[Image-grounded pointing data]
====================

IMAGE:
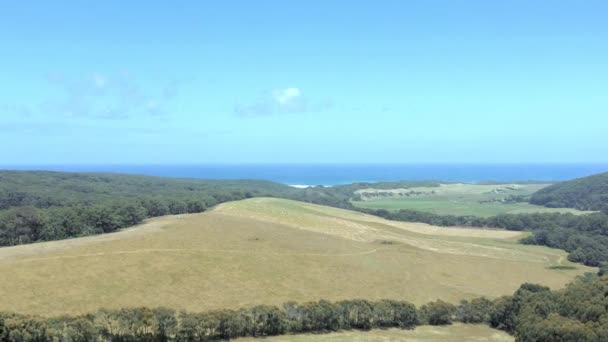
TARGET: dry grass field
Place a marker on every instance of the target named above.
(270, 251)
(452, 333)
(458, 199)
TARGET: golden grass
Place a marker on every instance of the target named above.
(453, 333)
(269, 251)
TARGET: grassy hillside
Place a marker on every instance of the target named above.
(271, 251)
(452, 333)
(587, 193)
(459, 199)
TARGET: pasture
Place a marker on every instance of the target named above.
(270, 251)
(427, 333)
(459, 199)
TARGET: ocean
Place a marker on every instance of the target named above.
(333, 174)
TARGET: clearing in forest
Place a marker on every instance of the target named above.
(270, 251)
(459, 199)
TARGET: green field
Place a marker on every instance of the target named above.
(458, 199)
(270, 251)
(452, 333)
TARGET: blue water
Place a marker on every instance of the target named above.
(329, 174)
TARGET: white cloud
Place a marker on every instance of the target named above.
(281, 101)
(286, 96)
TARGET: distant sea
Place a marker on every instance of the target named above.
(333, 174)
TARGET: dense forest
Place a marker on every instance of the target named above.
(533, 313)
(42, 206)
(584, 236)
(587, 193)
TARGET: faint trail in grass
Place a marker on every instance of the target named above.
(178, 250)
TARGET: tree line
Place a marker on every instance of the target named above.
(43, 206)
(578, 313)
(587, 193)
(585, 237)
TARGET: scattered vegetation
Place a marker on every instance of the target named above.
(270, 251)
(587, 193)
(533, 313)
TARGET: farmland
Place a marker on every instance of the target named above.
(459, 199)
(454, 333)
(270, 251)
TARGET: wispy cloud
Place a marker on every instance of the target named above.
(107, 97)
(281, 101)
(98, 96)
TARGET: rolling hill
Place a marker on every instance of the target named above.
(270, 251)
(587, 193)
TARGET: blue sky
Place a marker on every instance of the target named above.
(129, 82)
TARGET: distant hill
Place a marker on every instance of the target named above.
(587, 193)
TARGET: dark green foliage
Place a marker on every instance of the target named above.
(478, 310)
(584, 236)
(577, 313)
(162, 324)
(437, 313)
(533, 313)
(587, 193)
(40, 206)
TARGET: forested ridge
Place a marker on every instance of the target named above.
(577, 313)
(587, 193)
(42, 206)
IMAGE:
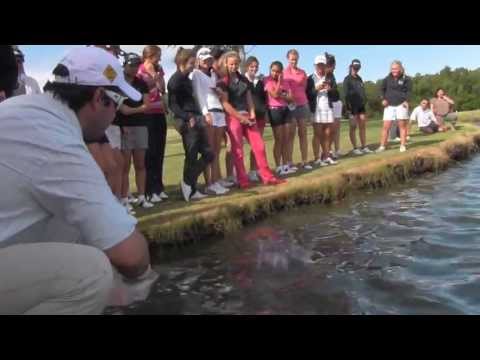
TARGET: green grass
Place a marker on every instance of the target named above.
(175, 216)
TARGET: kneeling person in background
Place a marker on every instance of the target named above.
(423, 115)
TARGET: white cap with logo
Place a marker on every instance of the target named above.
(320, 59)
(93, 66)
(204, 54)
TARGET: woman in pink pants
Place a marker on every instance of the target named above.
(238, 103)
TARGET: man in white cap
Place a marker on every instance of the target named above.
(63, 234)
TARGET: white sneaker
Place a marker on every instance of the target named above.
(163, 195)
(221, 188)
(253, 176)
(225, 183)
(198, 196)
(145, 204)
(128, 209)
(232, 179)
(287, 170)
(132, 199)
(155, 198)
(217, 189)
(186, 191)
(292, 168)
(330, 161)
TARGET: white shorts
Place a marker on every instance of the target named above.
(114, 136)
(337, 109)
(395, 113)
(218, 119)
(323, 113)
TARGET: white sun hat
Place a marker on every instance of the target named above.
(93, 66)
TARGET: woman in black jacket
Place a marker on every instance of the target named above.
(259, 97)
(395, 91)
(190, 123)
(8, 72)
(355, 101)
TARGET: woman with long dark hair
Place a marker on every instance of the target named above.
(396, 90)
(355, 101)
(152, 74)
(241, 122)
(190, 123)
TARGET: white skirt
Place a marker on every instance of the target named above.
(395, 113)
(114, 136)
(218, 119)
(337, 109)
(323, 113)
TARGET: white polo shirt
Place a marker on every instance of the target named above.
(424, 117)
(51, 189)
(203, 92)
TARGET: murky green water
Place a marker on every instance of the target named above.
(411, 250)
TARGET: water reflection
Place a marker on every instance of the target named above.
(413, 250)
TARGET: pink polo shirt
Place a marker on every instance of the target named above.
(156, 89)
(270, 84)
(298, 82)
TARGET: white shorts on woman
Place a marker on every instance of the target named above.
(114, 136)
(218, 119)
(337, 109)
(323, 113)
(394, 113)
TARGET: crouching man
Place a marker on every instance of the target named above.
(64, 237)
(426, 120)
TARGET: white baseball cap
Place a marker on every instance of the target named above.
(93, 66)
(320, 59)
(204, 54)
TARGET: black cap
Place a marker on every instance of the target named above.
(217, 52)
(356, 62)
(132, 59)
(330, 59)
(18, 53)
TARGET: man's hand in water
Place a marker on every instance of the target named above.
(127, 291)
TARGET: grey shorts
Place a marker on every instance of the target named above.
(300, 112)
(135, 138)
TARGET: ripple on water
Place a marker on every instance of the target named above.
(414, 250)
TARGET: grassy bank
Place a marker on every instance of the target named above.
(176, 222)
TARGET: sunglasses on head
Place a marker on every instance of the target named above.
(117, 99)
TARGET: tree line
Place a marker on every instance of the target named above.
(461, 84)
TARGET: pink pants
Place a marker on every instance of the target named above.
(236, 132)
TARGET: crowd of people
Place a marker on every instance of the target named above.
(216, 106)
(67, 153)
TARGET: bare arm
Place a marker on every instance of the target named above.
(251, 105)
(131, 257)
(229, 109)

====================

:: What you have to do ::
From the data above, determine how many lines hold "cloud", and write only the number.

:: Exercise response ::
2